• [出題内容 1] レコードのうち、"occurrence of windshield."を含む行から始まりレコードの末尾で終わる部分（両端を含む）を、指示文も含めてもう一度書いてもらえますか？その際、回答中の座標値はすべて1.5倍にスケール変換し、小数点以下は四捨五入して整数にしてください。
• [出題内容 2] プラットフォーム革命についての読書メモの続きを、最後の文の後から書き進めてもらえますか？

• [文書]
プラットフォーム革命の感想~プラットフォーム企業は新たな独占企業である
『プラットフォーム革命』を3回以上読み直した。
ようやく、昨今のGAFAのようなプラットフォーム企業が何故、収益力だけでなく、これほどまでに政治的影響力を強めているのか、何となく理解した。
以下は、自分の浅はかな理解に基づくメモ。
【参考】
『プラットフォーム革命』――プラットフォーム・ビジネスの脅威を機会に変えるために | GLOBIS 知見録
「プラットフォーム革命」を読んでAmazon、Facebook、Uberのビジネスモデルを理解する | Synapse Diary
【1】プラットフォーム企業は、独占企業そのもの
(引用開始)
Modern Monopolies――同書の原題だ。直訳すると「現代の独占」だが、このタイトルこそ、本書の特徴をよく説明していると思う。
実際、アップルやアマゾン、グーグルなど大手プラットフォーマーが世界の時価総額ランキングに名を連ね、世界を支配していると危惧する声が毎日のように聞こえてくる。
(引用終了)
「ゼロ・トゥ・ワン」にも似たような話「収益の安定した企業になるなら、独占企業になって、独占利潤を取れ」があったけれど、正直分かりにくかったが、『プラットフォーム革命』を何度も読みなおして、ようやく理解した。
【2】僕が『プラットフォーム革命』が素晴らしいと思う点は、経済学の概念を用いて、プラットフォーム企業のビジネスモデルと経営戦略を徹底的に分析し、その本質を導いているからだ。
具体的には、従来の直線型企業の象徴である製造業、特に、自動車業界のビジネスモデルと、プラットフォーム企業のそれを比較対比することで、プラットフォーム企業の特徴とその利点を鮮やかに説明している、と考える。
以下、経済学の用語を中心に拾いながら、自分のメモと自分の理解を書いてみる。
【2-1】完全競争の業界、市場では、どの企業も利潤がない。
レッドオーシャンの世界。
【2-2】完全な情報がある前提では、計画経済と市場経済は、その双方ともに効率性が同じ、という理論が既にある。
しかし、現実は、市場経済の方が計画経済よりも効率的だ。
その理由は、入手される情報は不完全な場合がほとんどなので、ローカルな情報を市場でやり取りすることで、需要と供給の均衡を図るから。
この時、需要と供給が均衡する点が、取引される価格になる。

• [表示データ]
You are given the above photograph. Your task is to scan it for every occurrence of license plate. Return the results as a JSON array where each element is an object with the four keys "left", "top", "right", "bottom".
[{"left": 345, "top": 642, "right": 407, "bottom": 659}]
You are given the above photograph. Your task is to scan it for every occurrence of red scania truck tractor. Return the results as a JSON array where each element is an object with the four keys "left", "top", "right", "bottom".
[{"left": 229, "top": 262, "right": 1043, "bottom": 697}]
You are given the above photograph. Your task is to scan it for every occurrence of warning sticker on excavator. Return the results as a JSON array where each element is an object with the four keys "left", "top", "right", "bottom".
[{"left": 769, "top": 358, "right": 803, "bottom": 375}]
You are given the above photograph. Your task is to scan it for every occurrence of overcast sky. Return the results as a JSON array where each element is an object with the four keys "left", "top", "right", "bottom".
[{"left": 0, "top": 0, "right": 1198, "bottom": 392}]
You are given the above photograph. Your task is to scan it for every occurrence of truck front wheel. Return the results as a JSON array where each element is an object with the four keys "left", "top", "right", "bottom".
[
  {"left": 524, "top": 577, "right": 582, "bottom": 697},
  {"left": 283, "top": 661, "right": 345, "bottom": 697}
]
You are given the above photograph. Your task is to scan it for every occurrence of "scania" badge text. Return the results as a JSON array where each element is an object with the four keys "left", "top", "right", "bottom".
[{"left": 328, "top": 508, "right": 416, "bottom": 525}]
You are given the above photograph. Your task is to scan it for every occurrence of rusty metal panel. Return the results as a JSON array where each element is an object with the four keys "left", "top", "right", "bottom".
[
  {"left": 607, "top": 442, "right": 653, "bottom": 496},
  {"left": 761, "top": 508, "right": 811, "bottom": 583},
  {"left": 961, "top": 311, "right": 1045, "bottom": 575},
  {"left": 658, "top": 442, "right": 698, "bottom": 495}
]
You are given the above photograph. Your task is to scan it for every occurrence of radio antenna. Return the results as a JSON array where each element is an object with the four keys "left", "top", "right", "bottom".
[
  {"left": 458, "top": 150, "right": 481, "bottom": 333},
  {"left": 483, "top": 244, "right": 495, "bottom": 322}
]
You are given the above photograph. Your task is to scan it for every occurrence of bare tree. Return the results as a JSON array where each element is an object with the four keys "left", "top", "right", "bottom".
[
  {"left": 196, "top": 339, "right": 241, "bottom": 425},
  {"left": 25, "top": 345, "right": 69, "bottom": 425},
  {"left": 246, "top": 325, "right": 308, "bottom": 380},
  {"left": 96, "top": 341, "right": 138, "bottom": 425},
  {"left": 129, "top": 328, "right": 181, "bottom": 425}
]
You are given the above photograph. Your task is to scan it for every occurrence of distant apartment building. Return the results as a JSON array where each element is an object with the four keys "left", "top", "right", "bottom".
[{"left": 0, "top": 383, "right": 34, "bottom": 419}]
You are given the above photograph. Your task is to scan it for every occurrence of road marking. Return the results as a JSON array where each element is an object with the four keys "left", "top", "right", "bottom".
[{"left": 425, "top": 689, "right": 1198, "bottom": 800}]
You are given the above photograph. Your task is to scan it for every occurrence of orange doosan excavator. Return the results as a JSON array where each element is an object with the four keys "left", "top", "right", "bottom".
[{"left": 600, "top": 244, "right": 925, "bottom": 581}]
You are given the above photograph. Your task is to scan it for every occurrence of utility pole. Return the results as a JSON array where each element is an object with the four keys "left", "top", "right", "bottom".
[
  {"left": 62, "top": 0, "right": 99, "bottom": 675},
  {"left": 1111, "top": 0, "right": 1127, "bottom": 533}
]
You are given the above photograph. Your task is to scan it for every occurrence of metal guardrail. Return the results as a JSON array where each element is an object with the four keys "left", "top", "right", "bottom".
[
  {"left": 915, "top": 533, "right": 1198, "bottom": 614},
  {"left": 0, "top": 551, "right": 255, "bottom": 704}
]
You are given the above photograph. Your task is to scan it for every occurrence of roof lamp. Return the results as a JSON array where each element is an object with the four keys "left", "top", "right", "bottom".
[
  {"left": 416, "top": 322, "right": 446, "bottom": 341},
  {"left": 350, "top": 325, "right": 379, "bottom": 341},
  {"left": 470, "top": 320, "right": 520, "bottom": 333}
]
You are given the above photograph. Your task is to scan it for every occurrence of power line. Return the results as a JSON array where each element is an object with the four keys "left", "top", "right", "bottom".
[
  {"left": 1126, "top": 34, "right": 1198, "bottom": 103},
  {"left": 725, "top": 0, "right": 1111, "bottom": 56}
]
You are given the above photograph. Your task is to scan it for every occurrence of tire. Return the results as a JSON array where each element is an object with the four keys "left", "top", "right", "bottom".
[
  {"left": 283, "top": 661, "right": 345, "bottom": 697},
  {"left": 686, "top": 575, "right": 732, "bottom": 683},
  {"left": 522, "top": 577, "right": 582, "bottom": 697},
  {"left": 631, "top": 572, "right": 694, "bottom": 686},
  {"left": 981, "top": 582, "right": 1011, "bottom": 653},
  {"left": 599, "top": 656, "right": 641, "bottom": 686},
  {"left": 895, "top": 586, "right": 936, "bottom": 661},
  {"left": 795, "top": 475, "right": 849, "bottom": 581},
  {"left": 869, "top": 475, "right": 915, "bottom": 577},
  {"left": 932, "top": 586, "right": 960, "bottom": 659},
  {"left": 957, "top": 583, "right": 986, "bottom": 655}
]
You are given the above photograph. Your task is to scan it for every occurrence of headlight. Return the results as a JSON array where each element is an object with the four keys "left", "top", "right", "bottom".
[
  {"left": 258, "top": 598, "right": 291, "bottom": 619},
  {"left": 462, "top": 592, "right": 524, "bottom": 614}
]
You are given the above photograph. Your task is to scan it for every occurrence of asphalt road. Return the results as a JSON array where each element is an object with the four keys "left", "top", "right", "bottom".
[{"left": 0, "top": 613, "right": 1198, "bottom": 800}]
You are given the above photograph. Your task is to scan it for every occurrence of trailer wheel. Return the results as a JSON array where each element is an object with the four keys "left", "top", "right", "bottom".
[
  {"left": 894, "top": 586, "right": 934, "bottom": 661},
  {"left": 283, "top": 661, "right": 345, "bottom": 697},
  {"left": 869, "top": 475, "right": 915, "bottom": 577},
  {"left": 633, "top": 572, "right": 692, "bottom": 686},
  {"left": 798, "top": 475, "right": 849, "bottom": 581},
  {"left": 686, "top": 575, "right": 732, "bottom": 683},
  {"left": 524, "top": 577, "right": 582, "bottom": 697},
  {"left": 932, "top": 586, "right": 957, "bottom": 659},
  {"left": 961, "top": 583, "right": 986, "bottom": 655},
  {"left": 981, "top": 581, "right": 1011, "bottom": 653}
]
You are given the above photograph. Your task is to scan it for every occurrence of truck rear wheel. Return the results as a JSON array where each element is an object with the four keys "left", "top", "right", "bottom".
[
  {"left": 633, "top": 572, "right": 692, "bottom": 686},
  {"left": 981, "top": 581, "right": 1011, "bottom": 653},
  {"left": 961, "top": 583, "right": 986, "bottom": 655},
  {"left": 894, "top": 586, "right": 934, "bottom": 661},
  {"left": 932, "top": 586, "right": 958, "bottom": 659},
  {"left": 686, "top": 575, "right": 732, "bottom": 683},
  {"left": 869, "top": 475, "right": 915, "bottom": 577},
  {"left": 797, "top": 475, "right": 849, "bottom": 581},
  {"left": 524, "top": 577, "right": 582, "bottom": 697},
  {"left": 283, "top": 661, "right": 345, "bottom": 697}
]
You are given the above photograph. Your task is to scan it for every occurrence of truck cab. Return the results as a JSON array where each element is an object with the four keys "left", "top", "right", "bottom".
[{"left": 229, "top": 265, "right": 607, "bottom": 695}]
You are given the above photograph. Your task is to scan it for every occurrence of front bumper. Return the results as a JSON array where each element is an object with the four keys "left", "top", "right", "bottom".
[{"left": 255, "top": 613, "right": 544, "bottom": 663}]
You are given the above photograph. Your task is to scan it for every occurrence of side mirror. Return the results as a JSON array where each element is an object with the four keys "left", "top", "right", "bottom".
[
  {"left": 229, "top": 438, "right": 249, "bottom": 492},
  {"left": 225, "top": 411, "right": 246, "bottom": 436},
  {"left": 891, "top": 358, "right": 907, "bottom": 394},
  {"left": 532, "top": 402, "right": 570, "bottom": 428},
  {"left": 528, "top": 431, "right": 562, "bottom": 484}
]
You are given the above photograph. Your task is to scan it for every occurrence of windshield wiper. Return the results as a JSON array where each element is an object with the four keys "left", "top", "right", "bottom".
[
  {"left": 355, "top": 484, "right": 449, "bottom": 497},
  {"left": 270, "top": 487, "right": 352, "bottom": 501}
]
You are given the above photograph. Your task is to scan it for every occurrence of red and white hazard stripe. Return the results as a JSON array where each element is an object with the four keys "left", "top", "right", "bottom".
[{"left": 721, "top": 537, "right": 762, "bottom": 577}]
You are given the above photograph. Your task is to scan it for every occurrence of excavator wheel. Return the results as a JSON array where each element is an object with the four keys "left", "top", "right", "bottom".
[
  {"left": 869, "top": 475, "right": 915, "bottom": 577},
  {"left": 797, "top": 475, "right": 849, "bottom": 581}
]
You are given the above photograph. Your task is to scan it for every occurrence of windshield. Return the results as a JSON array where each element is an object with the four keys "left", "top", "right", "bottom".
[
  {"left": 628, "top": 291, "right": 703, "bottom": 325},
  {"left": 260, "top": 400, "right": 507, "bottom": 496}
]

• [解答出力 1]
You are given the above photograph. Your task is to scan it for every occurrence of windshield. Return the results as a JSON array where each element is an object with the four keys "left", "top", "right", "bottom".
[
  {"left": 942, "top": 437, "right": 1055, "bottom": 488},
  {"left": 390, "top": 600, "right": 761, "bottom": 744}
]

• [解答出力 2]
よって、市場経済は価格システムでもある。
つまり、市場経済は、価格という指標・尺度の変化を記録するシステムそのもの。
しかし、『プラットフォーム革命』のストーリーでは、プラットフォーム企業は、取引の履歴、購買履歴、個人情報などを完全に把握でき、そのビッグデータを分析することで、「完全な情報」という概念を現実化できる。
たとえば、Amazonの購買履歴、Facebookの個人情報、Appleのクレジットカード情報、Googleの検索履歴。
昨今では、Facebookの個人情報が悪用されて、トランプ大統領を生み出した現象があったから、その主張はあながち嘘とは言えないと思う。
よって、プラットフォーム企業は「中央集権的な計画経済」から成り立っており、それゆえに独占企業となり、勝者総取りの結果として、独占利潤を独り占めできる。
だから、米国のGAFA、中国のBATの企業価値は、小国のGDPくらいの大規模な価値を持つ。
(但し、自然独占の結果だよ、と『プラットフォーム革命』では言う)
【2-3】製造業のような従来の企業のビジネスモデルを経済学の観点から理解するには、二つの観点がある。
一つは、コースの定理。
市場経済では、取引費用というコストと、情報の欠乏を最小化するために、企業という組織が組織化される。
企業は、市場で取引するよりも、社内でやるほうが効率的ならば、内製化し、それ以外の活動は外部委託する。
企業は、事実上、巨大な市場経済の中に存在する小さな計画経済。
【2-4】もう一つは、ポーターのバリューチェーン。他に、規模の経済や経験曲線効果。
規模の経済は、たくさん作るほど製造原価は急激に下がる、というハード面のやり方。
経験曲線効果は、たくさん作るほど、従業員の能力も製造工程も学習されて、製造原価は急激に下がる、というソフト面の考え方。
つまり、大規模な設備投資でコスト優位性をもたらす手法。
規模の経済や経験曲線効果は、特に自動車から半導体装置に至るまでの製造業の根本思想。
外食産業のチェーン店、コンビニのフランチャイズチェーンも、同様の発想。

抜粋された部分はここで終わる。